Teks yang Disediakan:
-=-=-

[PORTAL-ISLAM.ID] Berdasarkan Global Benchmark complexity index tahun 2020, Indonesia menjadi negara paling ruwet.
Hal ini diungkapkan Ketua Majelis Hukum dan HAM (MHH) Dr. Trisno Raharjo, S.H., M.Hum pada kegiatan Diskusi Kritis dan Telaah Uji Materi tentang Undang-undang (UU) nomor 11 tahun 2020 tentang Cipta Kerja. Kegiatan diselenggarakan Pimpinan Daerah Pemuda Muhammadiyah (PDPM) Surakarta, Sabtu (12/12/2020).
“Diawali dari tahun 2013, Indonesia menduduki peringkat 5 negara paling ruwet. 2014 jadi negara nomor 9. Tahun 2015, mulai ruwet lagi berada diperingkat 2. Tahun 2016 kembali membaik menjadi peringkat 6, kemudian 2017 sangat bagus menajdi peringkat 37. Tahun 2018 semakin bagus menjadi nomor 46. Tapi tiba -tiba kita terperosok ke-2 lagi. Dan ditahun 2020 Indonesia menjadi juara sebagai negara nomor 1 paling ruwet,” kata Trisno.

-=-=-

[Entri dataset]
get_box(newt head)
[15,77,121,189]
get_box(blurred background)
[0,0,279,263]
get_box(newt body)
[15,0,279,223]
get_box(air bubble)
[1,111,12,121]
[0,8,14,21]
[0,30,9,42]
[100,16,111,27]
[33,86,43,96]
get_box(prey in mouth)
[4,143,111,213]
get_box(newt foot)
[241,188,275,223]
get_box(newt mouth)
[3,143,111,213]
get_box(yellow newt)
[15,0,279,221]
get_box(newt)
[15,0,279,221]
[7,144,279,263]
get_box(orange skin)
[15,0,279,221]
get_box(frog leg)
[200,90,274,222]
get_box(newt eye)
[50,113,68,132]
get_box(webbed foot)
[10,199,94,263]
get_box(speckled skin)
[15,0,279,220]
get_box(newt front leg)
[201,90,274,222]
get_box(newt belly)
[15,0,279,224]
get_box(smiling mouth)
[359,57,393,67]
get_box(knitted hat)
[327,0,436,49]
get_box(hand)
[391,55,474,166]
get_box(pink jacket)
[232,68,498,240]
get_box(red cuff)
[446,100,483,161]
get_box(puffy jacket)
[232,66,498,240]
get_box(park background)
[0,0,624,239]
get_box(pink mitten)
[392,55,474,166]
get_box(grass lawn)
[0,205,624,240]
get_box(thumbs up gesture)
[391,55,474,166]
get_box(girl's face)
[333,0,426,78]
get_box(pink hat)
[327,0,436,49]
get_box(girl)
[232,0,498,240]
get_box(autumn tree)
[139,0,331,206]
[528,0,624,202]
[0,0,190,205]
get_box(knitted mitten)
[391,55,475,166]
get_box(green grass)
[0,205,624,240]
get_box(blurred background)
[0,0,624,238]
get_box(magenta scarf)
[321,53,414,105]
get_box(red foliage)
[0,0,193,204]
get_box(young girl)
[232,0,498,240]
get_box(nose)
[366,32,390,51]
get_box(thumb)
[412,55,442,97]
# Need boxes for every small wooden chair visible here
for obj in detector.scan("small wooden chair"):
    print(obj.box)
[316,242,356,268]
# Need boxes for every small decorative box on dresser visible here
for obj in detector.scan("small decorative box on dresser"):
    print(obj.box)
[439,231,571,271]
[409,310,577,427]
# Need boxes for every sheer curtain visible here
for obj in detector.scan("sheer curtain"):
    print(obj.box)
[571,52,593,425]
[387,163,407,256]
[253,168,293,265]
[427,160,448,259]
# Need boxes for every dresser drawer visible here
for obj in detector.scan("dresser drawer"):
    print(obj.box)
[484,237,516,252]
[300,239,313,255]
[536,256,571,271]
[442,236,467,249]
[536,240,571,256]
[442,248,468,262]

-=-=-

Instruksi Kerja:
1 > Salin dengan tepat bagian dari teks yang disediakan yang diawali kata-kata "[PORTAL-ISLAM.ID] Berdasarkan Global" dan diakhiri kata-kata "Surakarta, Sabtu (12/12/2020).".
2 > Menurut teks yang disediakan, siapa yang menyelenggarakan diskusi tentang Undang-Undang Cipta Kerja tersebut?

Jawaban Setiap Tugas:
1 >
[PORTAL-ISLAM.ID] Berdasarkan Global Benchmark complexity index tahun 2020, Indonesia menjadi negara paling ruwet.
Hal ini diungkapkan Ketua Majelis Hukum dan HAM (MHH) Dr. Trisno Raharjo, S.H., M.Hum pada kegiatan Diskusi Kritis dan Telaah Uji Materi tentang Undang-undang (UU) nomor 11 tahun 2020 tentang Cipta Kerja. Kegiatan diselenggarakan Pimpinan Daerah Pemuda Muhammadiyah (PDPM) Surakarta, Sabtu (12/12/2020).

2 > Pimpinan Daerah Pemuda Muhammadiyah (PDPM) Surakarta.